=== Material shown ===

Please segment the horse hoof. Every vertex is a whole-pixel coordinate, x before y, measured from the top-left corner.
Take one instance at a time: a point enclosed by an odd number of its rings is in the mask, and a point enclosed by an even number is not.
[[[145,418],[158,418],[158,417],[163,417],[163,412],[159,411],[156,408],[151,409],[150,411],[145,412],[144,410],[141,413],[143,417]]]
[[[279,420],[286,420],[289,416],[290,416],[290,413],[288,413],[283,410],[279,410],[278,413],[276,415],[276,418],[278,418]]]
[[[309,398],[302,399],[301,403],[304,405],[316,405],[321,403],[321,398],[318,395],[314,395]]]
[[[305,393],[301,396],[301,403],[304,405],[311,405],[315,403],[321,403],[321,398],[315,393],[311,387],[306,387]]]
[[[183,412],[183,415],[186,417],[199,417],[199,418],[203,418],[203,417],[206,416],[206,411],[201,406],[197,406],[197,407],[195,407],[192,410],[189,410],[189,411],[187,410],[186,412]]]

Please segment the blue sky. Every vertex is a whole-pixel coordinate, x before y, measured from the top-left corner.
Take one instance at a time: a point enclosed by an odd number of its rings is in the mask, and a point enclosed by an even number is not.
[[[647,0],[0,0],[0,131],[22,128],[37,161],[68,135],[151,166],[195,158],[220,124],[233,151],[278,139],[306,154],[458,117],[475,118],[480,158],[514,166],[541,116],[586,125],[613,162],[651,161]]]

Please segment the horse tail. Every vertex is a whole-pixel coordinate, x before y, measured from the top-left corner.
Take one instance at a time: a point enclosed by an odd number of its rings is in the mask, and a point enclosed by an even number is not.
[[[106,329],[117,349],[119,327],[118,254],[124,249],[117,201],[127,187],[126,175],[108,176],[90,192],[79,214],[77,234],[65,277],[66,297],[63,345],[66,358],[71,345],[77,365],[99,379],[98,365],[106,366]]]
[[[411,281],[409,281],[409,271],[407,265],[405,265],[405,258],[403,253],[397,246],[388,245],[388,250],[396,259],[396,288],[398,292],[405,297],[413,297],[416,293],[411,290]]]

===

What to do – Gather each line of the items above that contains the string "vertex", and copy every such line in full.

Response –
Please segment the horse hoof. Every vertex is a whole-pixel coordinate, x before y, measured from the top-left corner.
Please segment the blue sky. Every vertex is a whole-pixel coordinate, x before y, measured from the top-left corner.
Please segment the horse tail. Every vertex is a whole-pixel coordinate, x before y, measured from the top-left corner.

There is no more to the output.